▶ **SELECTION**:
>> START

CSE 446

Lecture 1 - Sept 27

ML algorithms attempt to learn decision rules, vs hardcoding them
We reviewed basic prob
- IID: independent, identically distributed
Maximum likelihood estimation (MLE): argmax of a log, helps with derivation and scaling
MLE Gaussian:
- MLE of mean does not depend on var
- MLE of var depends on the real mean

With normal assumptions, as the number of examples grows to infinity the params approach optimal
MLE is a pipeline, we need a model for it
Q: learn more about biased and unbiased estimator
Somewhat model-agnostic
AB testing: experiments are constant
Customer segmentation - find the clusters of customer groups
Data exploration - understand the latent dimensions of the DS
Prediction, both classifcation and regression
Linear regression!!!
- Collect training pairs of data
- Error is represented by loss…?
- Take the probability that the data is fitted (Gaussian PDF)
- Take log-likelihood, set equal to zero
- $\hat{W}\text{MLE} = (\sum{i=0}^n x_i x_i^t)^{-1} \sum_{i = 0}^n x_i y_i$
  - We can (and do) use the matrix form as well
  - $\text{arg min} (y - XW)^T (y - XW)$
  - $\text{arg min} \vert \vert y - XW \vert \vert^2_2
- It is the same as least squares estimation
  - This is somewhat because of the errors being modeled by a Gaussian
  - We can also model with Poisson, leads to absolute value error
  - Let’s check this out later

>> END

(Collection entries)

>> START

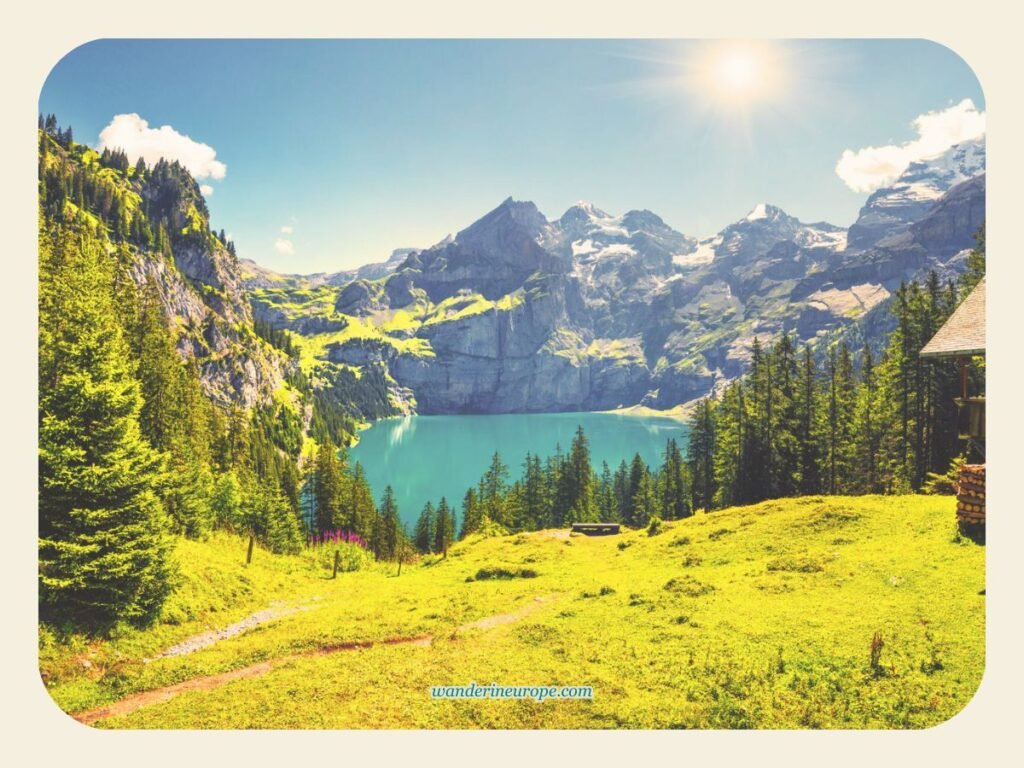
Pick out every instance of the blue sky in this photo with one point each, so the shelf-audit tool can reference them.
(338, 152)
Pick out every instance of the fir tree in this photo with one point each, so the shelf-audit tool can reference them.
(103, 548)
(444, 530)
(425, 532)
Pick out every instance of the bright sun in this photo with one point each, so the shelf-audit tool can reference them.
(738, 73)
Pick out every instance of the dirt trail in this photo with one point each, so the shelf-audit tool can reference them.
(159, 695)
(205, 640)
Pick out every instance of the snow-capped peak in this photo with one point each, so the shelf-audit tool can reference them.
(760, 212)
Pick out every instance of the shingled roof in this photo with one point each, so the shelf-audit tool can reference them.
(964, 333)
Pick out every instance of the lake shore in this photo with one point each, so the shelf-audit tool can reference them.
(682, 412)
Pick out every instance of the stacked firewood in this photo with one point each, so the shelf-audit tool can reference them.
(971, 495)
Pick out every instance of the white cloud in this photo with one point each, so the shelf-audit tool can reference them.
(867, 169)
(134, 135)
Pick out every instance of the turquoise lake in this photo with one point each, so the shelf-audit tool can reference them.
(424, 458)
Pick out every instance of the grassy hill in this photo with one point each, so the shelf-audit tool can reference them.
(759, 616)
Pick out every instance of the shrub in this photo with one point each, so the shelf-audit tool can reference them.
(501, 572)
(353, 553)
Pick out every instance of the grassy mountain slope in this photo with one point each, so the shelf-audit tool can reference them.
(754, 616)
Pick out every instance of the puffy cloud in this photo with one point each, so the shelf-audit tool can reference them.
(867, 169)
(133, 134)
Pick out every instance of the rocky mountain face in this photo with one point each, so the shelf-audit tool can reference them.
(591, 310)
(891, 209)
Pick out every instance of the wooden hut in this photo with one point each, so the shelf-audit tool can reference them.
(961, 338)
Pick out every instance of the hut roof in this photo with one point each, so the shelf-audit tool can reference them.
(964, 333)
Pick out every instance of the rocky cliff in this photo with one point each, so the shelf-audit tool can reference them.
(592, 310)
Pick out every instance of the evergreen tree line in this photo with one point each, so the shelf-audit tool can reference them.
(561, 489)
(341, 499)
(838, 423)
(143, 219)
(130, 450)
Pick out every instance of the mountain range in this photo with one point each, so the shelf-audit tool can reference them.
(594, 311)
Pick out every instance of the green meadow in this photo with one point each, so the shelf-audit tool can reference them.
(808, 612)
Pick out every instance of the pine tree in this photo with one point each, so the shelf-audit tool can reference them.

>> END

▶ **WHAT TO DO**: List each application that the lecture notes name between the line "Somewhat model-agnostic" and the line "Linear regression!!!".

▶ **ANSWER TO THE PROBLEM**:
- AB testing
- Customer segmentation
- Data exploration
- Prediction (both classification and regression)